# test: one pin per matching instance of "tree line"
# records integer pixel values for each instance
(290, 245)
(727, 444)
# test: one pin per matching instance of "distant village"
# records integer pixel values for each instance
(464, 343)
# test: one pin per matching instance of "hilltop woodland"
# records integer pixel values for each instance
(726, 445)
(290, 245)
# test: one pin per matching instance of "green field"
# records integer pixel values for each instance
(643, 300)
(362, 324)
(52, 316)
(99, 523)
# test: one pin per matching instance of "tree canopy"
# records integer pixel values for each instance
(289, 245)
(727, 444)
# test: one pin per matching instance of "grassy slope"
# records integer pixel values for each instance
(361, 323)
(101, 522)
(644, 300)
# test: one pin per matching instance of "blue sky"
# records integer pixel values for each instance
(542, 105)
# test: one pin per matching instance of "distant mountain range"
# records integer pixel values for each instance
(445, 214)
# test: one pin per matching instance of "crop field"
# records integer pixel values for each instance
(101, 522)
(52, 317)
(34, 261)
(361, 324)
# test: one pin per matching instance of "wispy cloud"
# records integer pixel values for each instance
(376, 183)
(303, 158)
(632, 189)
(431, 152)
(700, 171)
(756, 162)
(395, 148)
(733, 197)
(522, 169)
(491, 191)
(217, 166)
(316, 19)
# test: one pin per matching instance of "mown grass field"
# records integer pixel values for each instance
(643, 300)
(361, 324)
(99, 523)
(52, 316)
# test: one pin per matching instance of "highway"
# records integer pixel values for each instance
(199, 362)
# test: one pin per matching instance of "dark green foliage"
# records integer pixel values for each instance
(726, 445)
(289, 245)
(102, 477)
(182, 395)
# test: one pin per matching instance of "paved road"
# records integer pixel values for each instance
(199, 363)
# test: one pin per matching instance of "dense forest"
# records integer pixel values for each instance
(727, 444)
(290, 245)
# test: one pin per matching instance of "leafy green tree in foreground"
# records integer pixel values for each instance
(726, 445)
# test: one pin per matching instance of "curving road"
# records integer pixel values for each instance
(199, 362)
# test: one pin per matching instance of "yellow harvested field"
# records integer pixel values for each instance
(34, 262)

◇ ◇ ◇ ◇ ◇ ◇ ◇

▸ REQUIREMENTS
Set out exactly the run of lines that begins at the line holding "green tree in" and ends at the last line of the data.

▸ REPLY
# test: one pin per matching instance of "leafy green tree in foreground"
# records integer pixel values for each instance
(726, 445)
# test: one pin per matching instance of "curving road"
# records integer pixel values for each instance
(199, 362)
# test: one pin per matching instance of "yellow harvested field"
# records integer pixel values for each instance
(34, 262)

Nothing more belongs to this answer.